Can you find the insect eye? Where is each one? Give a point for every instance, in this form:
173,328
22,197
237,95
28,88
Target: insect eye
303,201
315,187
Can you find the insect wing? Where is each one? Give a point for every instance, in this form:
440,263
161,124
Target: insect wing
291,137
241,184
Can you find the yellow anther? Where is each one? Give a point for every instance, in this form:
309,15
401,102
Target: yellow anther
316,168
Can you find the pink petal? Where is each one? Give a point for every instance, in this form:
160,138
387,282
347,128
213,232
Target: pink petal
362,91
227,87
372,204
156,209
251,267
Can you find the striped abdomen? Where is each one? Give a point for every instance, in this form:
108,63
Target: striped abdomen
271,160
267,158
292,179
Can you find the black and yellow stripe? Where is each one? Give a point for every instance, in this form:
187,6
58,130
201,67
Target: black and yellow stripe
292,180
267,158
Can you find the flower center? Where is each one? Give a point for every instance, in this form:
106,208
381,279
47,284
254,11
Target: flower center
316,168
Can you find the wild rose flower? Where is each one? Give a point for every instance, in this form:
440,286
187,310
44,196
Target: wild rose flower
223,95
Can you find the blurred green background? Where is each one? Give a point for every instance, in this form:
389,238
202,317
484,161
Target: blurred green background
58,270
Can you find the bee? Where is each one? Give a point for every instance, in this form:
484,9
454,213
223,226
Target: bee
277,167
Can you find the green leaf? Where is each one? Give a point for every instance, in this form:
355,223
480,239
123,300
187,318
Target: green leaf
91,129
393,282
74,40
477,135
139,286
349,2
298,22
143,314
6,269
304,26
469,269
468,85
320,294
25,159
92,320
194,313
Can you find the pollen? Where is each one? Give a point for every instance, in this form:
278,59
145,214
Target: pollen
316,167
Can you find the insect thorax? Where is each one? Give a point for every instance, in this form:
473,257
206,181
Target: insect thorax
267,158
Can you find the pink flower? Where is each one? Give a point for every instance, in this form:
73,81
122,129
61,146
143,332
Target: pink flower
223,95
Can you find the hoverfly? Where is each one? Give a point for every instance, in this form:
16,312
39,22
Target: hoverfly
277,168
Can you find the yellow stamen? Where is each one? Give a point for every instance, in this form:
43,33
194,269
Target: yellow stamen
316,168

* * *

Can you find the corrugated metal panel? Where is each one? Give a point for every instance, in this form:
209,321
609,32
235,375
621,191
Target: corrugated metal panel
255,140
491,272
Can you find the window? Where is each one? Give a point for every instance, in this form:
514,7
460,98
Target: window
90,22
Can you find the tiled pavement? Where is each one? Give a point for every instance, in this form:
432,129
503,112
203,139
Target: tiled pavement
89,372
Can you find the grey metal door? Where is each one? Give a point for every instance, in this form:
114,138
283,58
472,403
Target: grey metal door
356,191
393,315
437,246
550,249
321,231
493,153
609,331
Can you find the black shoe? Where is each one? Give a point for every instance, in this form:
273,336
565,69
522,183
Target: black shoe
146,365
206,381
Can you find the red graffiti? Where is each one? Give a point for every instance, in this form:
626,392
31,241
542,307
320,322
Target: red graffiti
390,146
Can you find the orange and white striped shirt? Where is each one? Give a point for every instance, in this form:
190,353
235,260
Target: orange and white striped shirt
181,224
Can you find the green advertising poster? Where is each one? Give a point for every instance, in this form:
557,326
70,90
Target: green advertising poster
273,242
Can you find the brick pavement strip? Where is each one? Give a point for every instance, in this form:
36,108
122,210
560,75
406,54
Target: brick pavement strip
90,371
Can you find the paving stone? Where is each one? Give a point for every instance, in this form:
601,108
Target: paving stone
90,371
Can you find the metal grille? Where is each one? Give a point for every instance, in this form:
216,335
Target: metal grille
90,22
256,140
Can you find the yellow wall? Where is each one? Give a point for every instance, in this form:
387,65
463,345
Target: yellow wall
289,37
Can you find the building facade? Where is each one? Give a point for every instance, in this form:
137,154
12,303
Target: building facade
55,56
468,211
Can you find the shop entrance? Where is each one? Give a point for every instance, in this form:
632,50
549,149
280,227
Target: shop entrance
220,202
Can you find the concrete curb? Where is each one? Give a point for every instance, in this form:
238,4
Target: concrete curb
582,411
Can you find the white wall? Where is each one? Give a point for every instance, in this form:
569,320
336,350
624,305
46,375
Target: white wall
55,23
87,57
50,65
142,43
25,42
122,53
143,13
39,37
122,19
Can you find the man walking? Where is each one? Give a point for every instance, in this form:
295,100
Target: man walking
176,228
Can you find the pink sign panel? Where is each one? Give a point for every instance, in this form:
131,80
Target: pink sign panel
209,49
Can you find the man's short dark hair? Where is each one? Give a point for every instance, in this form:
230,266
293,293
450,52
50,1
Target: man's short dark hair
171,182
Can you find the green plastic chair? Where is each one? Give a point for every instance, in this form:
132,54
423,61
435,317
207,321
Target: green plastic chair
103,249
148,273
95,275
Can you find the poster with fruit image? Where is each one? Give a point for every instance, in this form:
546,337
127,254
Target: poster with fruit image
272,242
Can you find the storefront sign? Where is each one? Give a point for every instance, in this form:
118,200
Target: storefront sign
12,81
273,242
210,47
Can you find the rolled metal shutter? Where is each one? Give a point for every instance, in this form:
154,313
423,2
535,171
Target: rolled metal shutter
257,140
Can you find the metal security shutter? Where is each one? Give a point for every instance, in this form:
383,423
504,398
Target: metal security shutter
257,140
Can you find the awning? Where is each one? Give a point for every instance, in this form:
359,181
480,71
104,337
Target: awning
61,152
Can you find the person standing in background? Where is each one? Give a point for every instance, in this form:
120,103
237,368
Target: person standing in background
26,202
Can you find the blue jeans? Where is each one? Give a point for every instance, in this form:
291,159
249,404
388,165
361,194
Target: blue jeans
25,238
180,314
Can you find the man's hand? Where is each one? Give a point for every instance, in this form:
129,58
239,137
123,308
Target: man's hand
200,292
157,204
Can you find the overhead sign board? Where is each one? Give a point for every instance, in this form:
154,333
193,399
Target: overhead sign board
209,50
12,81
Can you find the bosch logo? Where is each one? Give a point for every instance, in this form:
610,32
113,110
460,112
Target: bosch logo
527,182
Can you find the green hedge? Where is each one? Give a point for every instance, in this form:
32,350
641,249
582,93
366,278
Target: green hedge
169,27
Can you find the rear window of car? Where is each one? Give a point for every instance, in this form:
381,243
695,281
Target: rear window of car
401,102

- HOW TO COMPLETE THIS TASK -
For the lines above, output exactly those from the line containing "Can you find the insect eye?" through the line containing "Can you find the striped", and skip the others.

- OUTPUT BELOW -
Can you find the insect eye? Where is each one? Give a point for every instance, in this form:
173,328
22,197
237,95
28,88
Target: insect eye
303,201
315,187
Can you find the insect wing? Where is each one? Give a point for every instance, in this form:
440,263
161,124
Target: insect wing
291,137
241,184
Can you find the yellow anther? Where is each one? Give a point for every instance, in this form:
309,15
401,102
Target: yellow anther
316,168
Can you find the pink petal? Where is each one? Give a point for every instance, in this form:
160,138
387,282
347,128
213,232
Target: pink petal
362,91
227,87
372,204
156,209
251,267
Can you find the striped abdomen? Where is each one? Give a point for every instance, in this form:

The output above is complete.